* Prompt 1
Please copy the green chemistry article word for word, from "The section specifically" up to and including "and federal laws.".
* Prompt 2
According to the green chemistry article, what must the Institute submit each year under Section 2 of SB 210?

Green Chemistry at Risk in Connecticut

April 15, 2011

An opportunity to advance green manufacturing and green chemistry in Connecticut is in jeopardy if a bill under consideration by the State Senate (SB 210) passes in its current form.

Last year, the legislature created the Chemical Innovations Institute as a vehicle for advancing research and education in the area of green chemistry.

Its goal is to offer education, training, and research assistance to Connecticut businesses on the availability and use of safe and effective alternatives to traditional chemicals that are highly regulated and/or understood to have health risks.

Clear intent

There was a clear intent at the time of its formation that the Institute should avoid public policy advocacy and instead serve as a resource to businesses and others interested in developments related to green chemistry.

Unfortunately, Section 2 of SB 210 is an attempt to push the Institute away from its scientific and educational mission in a manner that will allow advocacy groups narrowly focused on banning chemicals to use it as a basis for advancing their agenda at the Capitol.

The section specifically requires the Institute to annually submit a list of “chemicals of high toxic concern” to the Environment Committee.

Advocates and some legislators have expressed a desire to break with the committee’s current trend of voting to ban one chemical per year. Instead, they want to legislatively ban or regulate greater numbers of chemicals in Connecticut, beyond what is already required under state and federal laws.

Political hijack

The business community, whose support was critical in passage of the bill creating the Institute, is firmly opposed to Section 2 of SB 210 because it attempts to hijack the Institute for political purposes.

If this provision passes, it will compromise the critical trust and collaboration between the Institute and the regulated community.

The Institute is a promising, collaborative and market-driven approach that CBIA believes will foster the advancement of green chemistry research, education and utilization in Connecticut.

The legislature should not pass a bill that suffocates that promise. CBIA strongly urges the legislature to reject Section 2 of SB 210.

* Data extract

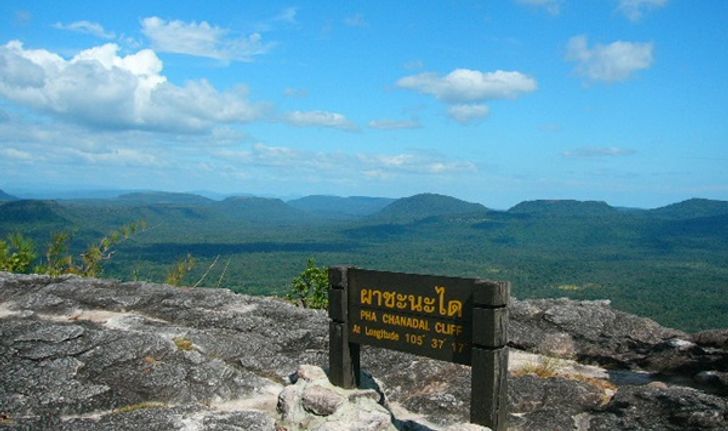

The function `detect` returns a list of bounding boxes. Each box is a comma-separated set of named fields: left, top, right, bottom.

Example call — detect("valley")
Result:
left=0, top=192, right=728, bottom=331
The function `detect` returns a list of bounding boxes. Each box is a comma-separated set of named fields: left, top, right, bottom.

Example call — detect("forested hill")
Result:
left=0, top=192, right=728, bottom=330
left=287, top=195, right=395, bottom=218
left=650, top=199, right=728, bottom=219
left=508, top=200, right=617, bottom=217
left=371, top=193, right=488, bottom=222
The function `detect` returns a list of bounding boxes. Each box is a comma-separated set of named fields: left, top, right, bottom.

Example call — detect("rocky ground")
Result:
left=0, top=273, right=728, bottom=431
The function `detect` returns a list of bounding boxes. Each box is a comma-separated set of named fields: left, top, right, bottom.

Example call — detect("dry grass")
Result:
left=112, top=401, right=167, bottom=414
left=512, top=356, right=617, bottom=405
left=174, top=337, right=195, bottom=351
left=513, top=356, right=561, bottom=379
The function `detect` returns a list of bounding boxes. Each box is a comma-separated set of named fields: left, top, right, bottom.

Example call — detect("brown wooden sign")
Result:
left=329, top=267, right=510, bottom=430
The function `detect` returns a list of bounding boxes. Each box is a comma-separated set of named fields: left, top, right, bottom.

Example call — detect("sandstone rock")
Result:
left=0, top=273, right=728, bottom=431
left=276, top=365, right=396, bottom=431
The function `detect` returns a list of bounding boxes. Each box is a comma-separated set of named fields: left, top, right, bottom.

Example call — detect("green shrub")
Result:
left=286, top=258, right=329, bottom=308
left=0, top=232, right=36, bottom=274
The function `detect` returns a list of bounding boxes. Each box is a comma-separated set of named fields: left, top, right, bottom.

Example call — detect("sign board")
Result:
left=329, top=267, right=510, bottom=430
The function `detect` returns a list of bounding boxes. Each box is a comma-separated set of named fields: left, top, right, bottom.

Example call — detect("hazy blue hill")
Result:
left=117, top=192, right=214, bottom=205
left=0, top=200, right=67, bottom=224
left=287, top=195, right=394, bottom=218
left=0, top=190, right=18, bottom=201
left=648, top=198, right=728, bottom=219
left=372, top=193, right=489, bottom=222
left=508, top=199, right=619, bottom=217
left=215, top=196, right=306, bottom=223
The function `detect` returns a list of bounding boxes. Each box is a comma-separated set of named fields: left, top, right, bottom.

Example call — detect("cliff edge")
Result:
left=0, top=273, right=728, bottom=430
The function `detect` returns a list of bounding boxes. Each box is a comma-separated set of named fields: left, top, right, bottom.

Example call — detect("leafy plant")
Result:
left=165, top=253, right=197, bottom=286
left=78, top=220, right=147, bottom=277
left=286, top=258, right=329, bottom=308
left=0, top=232, right=36, bottom=273
left=35, top=232, right=73, bottom=276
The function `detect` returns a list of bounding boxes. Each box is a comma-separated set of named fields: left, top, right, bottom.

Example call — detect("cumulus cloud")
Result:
left=283, top=87, right=308, bottom=97
left=53, top=20, right=116, bottom=39
left=344, top=13, right=368, bottom=27
left=356, top=152, right=477, bottom=177
left=397, top=69, right=538, bottom=124
left=142, top=13, right=272, bottom=62
left=0, top=148, right=33, bottom=161
left=369, top=119, right=422, bottom=130
left=273, top=7, right=298, bottom=24
left=566, top=36, right=654, bottom=82
left=0, top=41, right=267, bottom=132
left=215, top=143, right=477, bottom=178
left=617, top=0, right=667, bottom=22
left=284, top=111, right=357, bottom=130
left=397, top=69, right=537, bottom=103
left=516, top=0, right=563, bottom=15
left=447, top=103, right=490, bottom=124
left=561, top=147, right=635, bottom=159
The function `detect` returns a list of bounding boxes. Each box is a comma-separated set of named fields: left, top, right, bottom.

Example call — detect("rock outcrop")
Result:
left=0, top=273, right=728, bottom=431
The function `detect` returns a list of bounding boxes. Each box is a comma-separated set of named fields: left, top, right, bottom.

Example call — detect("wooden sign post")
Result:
left=329, top=267, right=510, bottom=431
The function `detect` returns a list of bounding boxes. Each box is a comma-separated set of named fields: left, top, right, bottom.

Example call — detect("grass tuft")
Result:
left=174, top=337, right=195, bottom=351
left=112, top=401, right=167, bottom=414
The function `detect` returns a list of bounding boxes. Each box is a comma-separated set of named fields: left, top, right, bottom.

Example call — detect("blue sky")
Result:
left=0, top=0, right=728, bottom=208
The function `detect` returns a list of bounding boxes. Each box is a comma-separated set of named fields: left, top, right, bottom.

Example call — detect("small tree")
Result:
left=286, top=258, right=329, bottom=308
left=35, top=232, right=73, bottom=276
left=165, top=253, right=197, bottom=286
left=0, top=232, right=36, bottom=273
left=77, top=220, right=147, bottom=277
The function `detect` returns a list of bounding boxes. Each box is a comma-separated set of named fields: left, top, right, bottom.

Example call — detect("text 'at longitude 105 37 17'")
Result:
left=349, top=285, right=470, bottom=363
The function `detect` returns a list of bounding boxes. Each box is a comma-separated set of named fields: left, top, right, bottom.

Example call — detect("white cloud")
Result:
left=617, top=0, right=667, bottom=22
left=283, top=87, right=308, bottom=97
left=516, top=0, right=563, bottom=15
left=0, top=41, right=267, bottom=132
left=0, top=148, right=33, bottom=161
left=397, top=69, right=537, bottom=103
left=273, top=7, right=298, bottom=24
left=397, top=69, right=538, bottom=124
left=53, top=20, right=116, bottom=39
left=285, top=111, right=357, bottom=130
left=561, top=147, right=635, bottom=159
left=369, top=119, right=422, bottom=130
left=357, top=152, right=477, bottom=178
left=67, top=148, right=165, bottom=167
left=214, top=143, right=477, bottom=178
left=344, top=13, right=368, bottom=27
left=566, top=36, right=654, bottom=82
left=142, top=15, right=272, bottom=61
left=447, top=103, right=490, bottom=124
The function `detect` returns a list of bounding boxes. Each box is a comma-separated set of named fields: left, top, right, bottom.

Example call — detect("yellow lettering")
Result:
left=359, top=310, right=377, bottom=322
left=435, top=322, right=463, bottom=336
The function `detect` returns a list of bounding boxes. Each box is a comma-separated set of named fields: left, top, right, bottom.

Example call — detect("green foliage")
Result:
left=79, top=220, right=147, bottom=277
left=0, top=232, right=36, bottom=274
left=35, top=232, right=73, bottom=276
left=165, top=253, right=197, bottom=286
left=287, top=258, right=329, bottom=308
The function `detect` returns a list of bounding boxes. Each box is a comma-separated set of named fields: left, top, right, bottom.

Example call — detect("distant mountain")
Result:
left=216, top=196, right=305, bottom=223
left=0, top=200, right=67, bottom=223
left=287, top=195, right=394, bottom=218
left=372, top=193, right=488, bottom=221
left=648, top=198, right=728, bottom=219
left=117, top=192, right=214, bottom=205
left=508, top=199, right=619, bottom=217
left=0, top=190, right=18, bottom=201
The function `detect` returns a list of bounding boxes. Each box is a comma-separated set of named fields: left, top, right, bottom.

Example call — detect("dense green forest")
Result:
left=0, top=192, right=728, bottom=331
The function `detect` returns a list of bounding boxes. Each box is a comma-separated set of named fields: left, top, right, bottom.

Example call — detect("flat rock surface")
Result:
left=0, top=273, right=728, bottom=431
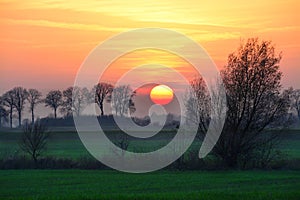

* Task response 1
The section specifically requires the Institute to annually submit a list of “chemicals of high toxic concern” to the Environment Committee.

Advocates and some legislators have expressed a desire to break with the committee’s current trend of voting to ban one chemical per year. Instead, they want to legislatively ban or regulate greater numbers of chemicals in Connecticut, beyond what is already required under state and federal laws.

* Task response 2
A list of "chemicals of high toxic concern," submitted to the Environment Committee.